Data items

+ + +

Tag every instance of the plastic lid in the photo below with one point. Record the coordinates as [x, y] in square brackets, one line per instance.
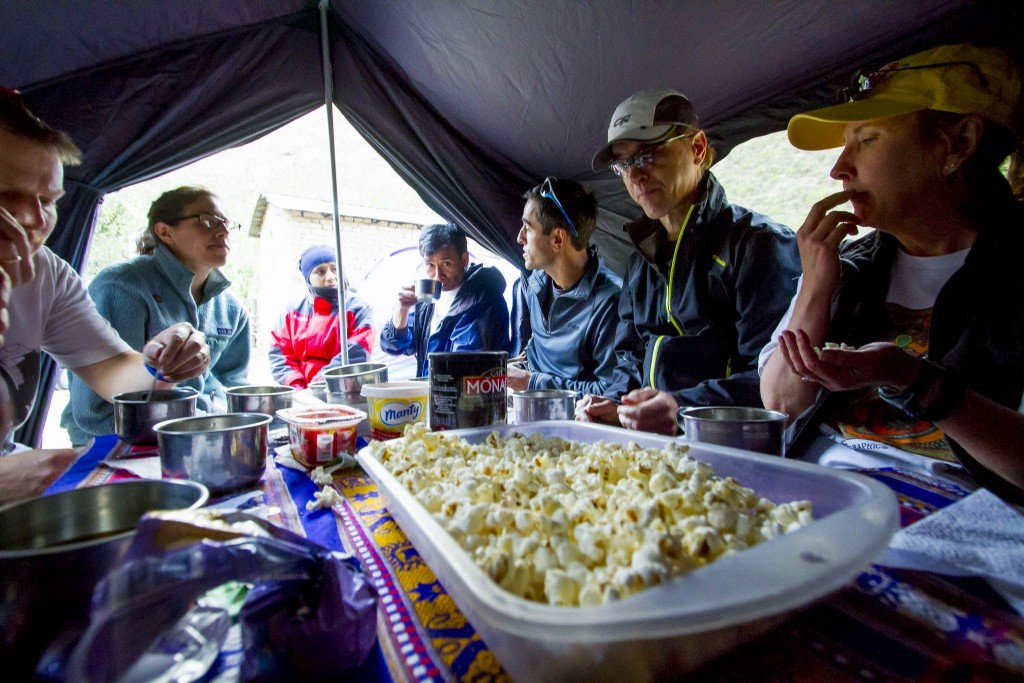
[395, 390]
[333, 416]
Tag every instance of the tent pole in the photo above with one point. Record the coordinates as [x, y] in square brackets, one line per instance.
[329, 105]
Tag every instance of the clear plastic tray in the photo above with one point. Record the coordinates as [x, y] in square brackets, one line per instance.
[676, 627]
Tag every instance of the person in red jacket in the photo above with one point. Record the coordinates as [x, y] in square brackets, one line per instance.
[306, 340]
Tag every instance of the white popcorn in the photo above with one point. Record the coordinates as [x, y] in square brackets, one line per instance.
[325, 498]
[581, 523]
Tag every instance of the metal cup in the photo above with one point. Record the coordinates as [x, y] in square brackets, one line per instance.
[136, 412]
[266, 399]
[344, 384]
[428, 290]
[543, 404]
[747, 428]
[225, 453]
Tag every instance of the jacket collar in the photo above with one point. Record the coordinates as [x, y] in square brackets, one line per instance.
[646, 232]
[539, 280]
[180, 276]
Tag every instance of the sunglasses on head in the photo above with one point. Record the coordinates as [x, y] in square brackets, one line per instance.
[548, 193]
[862, 83]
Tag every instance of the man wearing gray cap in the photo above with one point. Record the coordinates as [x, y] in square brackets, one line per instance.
[708, 282]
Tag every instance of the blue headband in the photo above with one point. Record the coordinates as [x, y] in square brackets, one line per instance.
[314, 256]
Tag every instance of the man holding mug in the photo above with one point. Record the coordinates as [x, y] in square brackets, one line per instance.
[470, 314]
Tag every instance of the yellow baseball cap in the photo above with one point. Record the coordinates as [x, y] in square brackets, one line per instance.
[961, 79]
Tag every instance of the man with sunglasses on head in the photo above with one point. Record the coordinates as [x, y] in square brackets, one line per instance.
[708, 282]
[45, 307]
[470, 314]
[568, 304]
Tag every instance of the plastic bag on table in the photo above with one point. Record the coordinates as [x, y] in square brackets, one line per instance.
[310, 594]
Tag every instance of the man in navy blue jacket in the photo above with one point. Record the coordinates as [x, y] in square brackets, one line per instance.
[567, 308]
[708, 281]
[469, 315]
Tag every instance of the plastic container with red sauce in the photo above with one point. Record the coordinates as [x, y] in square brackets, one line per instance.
[318, 435]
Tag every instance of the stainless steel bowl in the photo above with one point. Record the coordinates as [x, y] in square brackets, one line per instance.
[226, 453]
[53, 550]
[266, 399]
[344, 384]
[747, 428]
[318, 389]
[134, 416]
[543, 404]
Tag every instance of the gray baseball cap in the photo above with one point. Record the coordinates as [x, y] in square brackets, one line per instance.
[647, 116]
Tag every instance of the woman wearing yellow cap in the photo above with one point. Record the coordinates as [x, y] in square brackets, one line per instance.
[930, 306]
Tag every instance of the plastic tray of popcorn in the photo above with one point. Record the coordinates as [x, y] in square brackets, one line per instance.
[674, 627]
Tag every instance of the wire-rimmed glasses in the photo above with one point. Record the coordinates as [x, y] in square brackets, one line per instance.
[211, 221]
[645, 157]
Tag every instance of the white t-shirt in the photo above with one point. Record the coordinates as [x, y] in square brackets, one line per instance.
[441, 307]
[52, 313]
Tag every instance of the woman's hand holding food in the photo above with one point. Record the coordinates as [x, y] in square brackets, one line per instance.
[179, 352]
[844, 369]
[597, 409]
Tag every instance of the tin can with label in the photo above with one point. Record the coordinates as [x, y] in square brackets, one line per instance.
[467, 389]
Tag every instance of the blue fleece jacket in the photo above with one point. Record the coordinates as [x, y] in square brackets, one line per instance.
[571, 335]
[144, 296]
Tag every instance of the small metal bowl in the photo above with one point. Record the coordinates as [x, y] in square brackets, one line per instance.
[53, 549]
[266, 399]
[226, 453]
[747, 428]
[344, 384]
[134, 416]
[543, 404]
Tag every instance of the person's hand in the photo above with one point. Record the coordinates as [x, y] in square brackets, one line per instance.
[179, 352]
[650, 411]
[518, 379]
[818, 240]
[15, 250]
[597, 409]
[407, 297]
[28, 473]
[841, 370]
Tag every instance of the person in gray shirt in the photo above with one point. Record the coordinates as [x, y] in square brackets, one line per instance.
[565, 311]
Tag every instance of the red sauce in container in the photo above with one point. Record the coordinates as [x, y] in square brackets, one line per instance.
[318, 435]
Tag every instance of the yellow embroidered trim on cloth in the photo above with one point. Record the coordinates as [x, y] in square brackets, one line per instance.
[444, 626]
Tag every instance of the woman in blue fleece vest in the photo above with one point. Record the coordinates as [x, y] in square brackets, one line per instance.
[175, 279]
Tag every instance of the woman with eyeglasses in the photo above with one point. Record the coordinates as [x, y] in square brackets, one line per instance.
[176, 278]
[905, 346]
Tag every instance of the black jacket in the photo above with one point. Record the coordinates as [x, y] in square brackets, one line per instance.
[477, 321]
[734, 274]
[977, 321]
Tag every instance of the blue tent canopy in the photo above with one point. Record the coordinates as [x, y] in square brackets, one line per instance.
[471, 102]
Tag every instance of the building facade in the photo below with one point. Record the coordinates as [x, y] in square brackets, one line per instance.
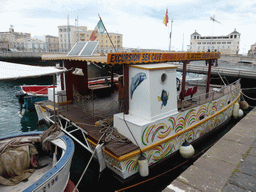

+ + +

Your goal:
Make an exact copy of the records, pictures excluded.

Your solution:
Tag every instance of the plastic lid in the photo below with one point. Record the coordinates as [x, y] in square brackets, one line per instance.
[395, 390]
[333, 416]
Tag every instance of the tent pole in the photo above with one point. Record the coordinates as [x, y] in square brackets, one line per instance.
[329, 105]
Tag every instance of the clear plastic tray in the photo above with one point. Record the coordinates as [x, y] in square brackets, one line per instance.
[676, 627]
Tag every instance of the person in red jacket in the photo above with one point. Record the coordinates as [x, y] in square brackets, one line per instance.
[306, 340]
Tag every instance of the white popcorn in the photo above with one point. Record the coordinates as [x, y] in square brackets, one line per instance.
[325, 498]
[581, 523]
Tag every instance of the metal cup in the photo above with one point. Record the coordinates as [x, y] in square brackets, one line per instance.
[136, 412]
[266, 399]
[344, 384]
[428, 290]
[543, 404]
[747, 428]
[225, 453]
Tag every instance of the jacket collar in the photo above with one point. Record the coordinates as [x, y] in square brackets, one line per instance.
[646, 232]
[539, 280]
[180, 276]
Tag every instance of the sunglasses on head in the photo above with one point. Record the coordinates as [x, y] in square brackets, one line per instance.
[548, 193]
[862, 83]
Tag every instance of the man wearing gray cap in the photo above with one point. Record the coordinates as [x, y] in square brackets, one line per instance.
[708, 282]
Tag every instance of the blue headband in the photo above with one point. Record the coordinates as [x, y] in square brackets, one line per instance.
[314, 256]
Tag every instance of the man holding mug in the photo above with one point. Record the coordinates as [x, y] in square brackets, one line per instance.
[470, 314]
Tag every instance of the yellow baseball cap in the photo above with one point. Record the coordinates as [x, y] in square brackets, one line per instance.
[961, 79]
Tag every instance of the man with sunglasses on head in the photo above with one point. Record the coordinates as [x, y] in square brackets, one line per instance.
[708, 282]
[45, 307]
[470, 314]
[568, 304]
Tag every instance of the plastic bag on table in the photo above with one point. Record the coordinates as [x, y] in square brackets, one line per instance.
[310, 594]
Tag every instance of the man in navy blue jacket in the photo above with one point. Record the coordinates as [x, y] in square brackets, one line per instance.
[567, 308]
[708, 281]
[469, 315]
Tag every instance of the plastic container with red sauce in the photo above with one point. Record the coordinates as [x, y] in square brackets, one line per instance.
[318, 435]
Tag every instance of the stainless steel bowl in the photo above with one point. Record the coordinates as [x, y] in square brackets, one line per instance.
[226, 453]
[53, 550]
[266, 399]
[344, 384]
[747, 428]
[318, 389]
[134, 416]
[543, 404]
Tag every instance of the gray baseball cap in the photo above with one point. Record the coordinates as [x, y] in square brackets, one line per instance.
[647, 116]
Tag every instance of the woman wearing yellow cap in the photo above with one point. Record the coordinates as [x, y] in square brackets, one line per instance.
[930, 306]
Tag every instance of the plastic tray of popcorn in the photo above with one point. Record the coordinates as [x, y] in square brackets, one line per instance.
[674, 627]
Tag every instance of the wire-rimmed glasses in the photo above with one point. Record the coordinates as [x, y] in square brackets, one line per instance.
[211, 221]
[645, 157]
Tag every instance of the white t-shirt in the photo above with one point. Record the coordinates as [x, y] in square brackets, one line per instance.
[441, 307]
[52, 313]
Tag every instance of the woman's hand holding food in the photo above with one point. Record the coordinates as [x, y] in square brackets, one line per instance.
[179, 352]
[844, 369]
[597, 409]
Tag every instance of the tin can with label in the photo above with one point. Record the coordinates as [x, y] in square brackets, one line per instance.
[467, 389]
Tag every instance of the blue fleece jacket in the photo above with one point. Record the coordinates as [x, y] in square brackets, one line per instance.
[571, 335]
[144, 296]
Tag every instance of the small metal bowl in the photo above with one point. Record the coordinates as [x, y] in square brackets, one line per instance.
[53, 549]
[266, 399]
[226, 453]
[747, 428]
[344, 384]
[134, 416]
[543, 404]
Tag every instance of the person's hand in the photo above with one point. Record the coordinates as [x, y] in square brackets, one line per instance.
[179, 352]
[650, 411]
[518, 379]
[818, 240]
[15, 250]
[597, 409]
[407, 297]
[28, 473]
[841, 370]
Tag every instance of the person in gray shirt in the photo above with one point. Record the coordinates as [x, y] in square brackets, one line per instance.
[565, 311]
Tag every instance of the red sauce in container in the photo above with one point. Record the coordinates as [x, y] in square brackets, one line per instance.
[318, 435]
Tag every instance of the yellow embroidered trim on cloth in the photo above with one point. Record the coordinates as [x, y] in square brackets, one line per instance.
[444, 626]
Tag every instance of the woman in blue fleece vest in the photo above with one point. Record the coordinates as [x, y] in square brackets, one line per instance.
[175, 279]
Tag every instance of the woman with eyeglasses in the photo above with one point. Record the coordinates as [x, y] in square brackets, one line per instance.
[176, 278]
[905, 346]
Tag every instance of the black jacket in the photo above with one point. Record the coordinates as [x, y] in square brackets, one line per instance.
[477, 321]
[734, 274]
[977, 321]
Tag every instance of the blue tent canopy in the photo above with one point. Record the coordinates as [x, y] in square brackets, one line per instance.
[471, 102]
Tag every instance of the building facade in the photo below with one point. Record the coordinates as [x, y] in square brackets, one line per instance.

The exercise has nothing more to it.